ASSIGNED TASK: Below are the records. Restate word for word every line from the one that contains "Where can you see the grove" through the final line, both included.

[Opening RECORD SET section]

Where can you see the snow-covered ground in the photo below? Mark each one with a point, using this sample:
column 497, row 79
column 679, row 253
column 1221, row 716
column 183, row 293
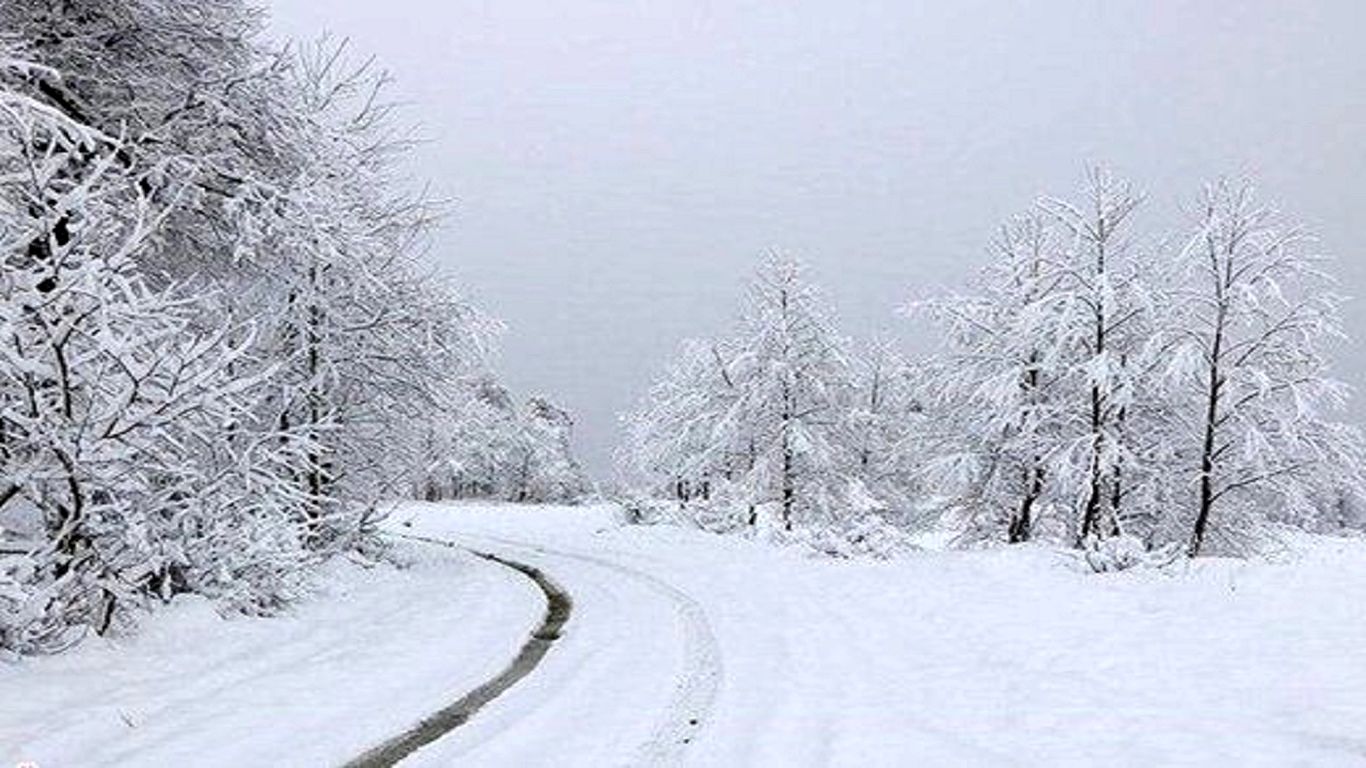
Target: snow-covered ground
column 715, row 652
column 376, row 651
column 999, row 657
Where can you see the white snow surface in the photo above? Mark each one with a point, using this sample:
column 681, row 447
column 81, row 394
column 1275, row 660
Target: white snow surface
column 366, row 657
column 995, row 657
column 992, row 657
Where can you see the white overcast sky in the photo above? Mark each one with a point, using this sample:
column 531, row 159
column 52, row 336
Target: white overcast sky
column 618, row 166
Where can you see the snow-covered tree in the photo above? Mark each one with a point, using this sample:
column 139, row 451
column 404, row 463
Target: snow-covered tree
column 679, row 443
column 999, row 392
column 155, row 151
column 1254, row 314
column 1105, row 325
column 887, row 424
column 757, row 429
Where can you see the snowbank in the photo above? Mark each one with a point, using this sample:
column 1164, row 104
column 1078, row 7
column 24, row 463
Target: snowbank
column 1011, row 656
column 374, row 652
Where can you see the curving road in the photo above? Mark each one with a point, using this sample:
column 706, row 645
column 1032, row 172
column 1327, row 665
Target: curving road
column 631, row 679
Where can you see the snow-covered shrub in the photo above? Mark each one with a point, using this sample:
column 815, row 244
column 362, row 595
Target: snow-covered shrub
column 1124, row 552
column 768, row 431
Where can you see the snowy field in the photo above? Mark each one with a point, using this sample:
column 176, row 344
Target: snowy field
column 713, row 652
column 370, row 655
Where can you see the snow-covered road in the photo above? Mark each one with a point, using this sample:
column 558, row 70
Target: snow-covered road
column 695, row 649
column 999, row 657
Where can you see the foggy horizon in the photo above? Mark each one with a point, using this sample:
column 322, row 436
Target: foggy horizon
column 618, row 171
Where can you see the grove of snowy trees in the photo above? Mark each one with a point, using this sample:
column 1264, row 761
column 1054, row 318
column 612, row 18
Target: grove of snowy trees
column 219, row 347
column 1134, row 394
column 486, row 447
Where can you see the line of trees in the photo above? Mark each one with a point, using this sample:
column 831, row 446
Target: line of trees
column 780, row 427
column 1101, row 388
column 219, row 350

[Closing RECORD SET section]

RESULT:
Where can you see the grove of snowy trees in the photo above? Mark each one with a point, using this sample:
column 1264, row 761
column 1054, row 318
column 612, row 18
Target: grove of snowy trees
column 219, row 347
column 1134, row 394
column 486, row 447
Where can you see the line of trees in the photo above? Mark each one with a point, using this sample:
column 831, row 446
Target: line of trees
column 780, row 427
column 1101, row 388
column 219, row 350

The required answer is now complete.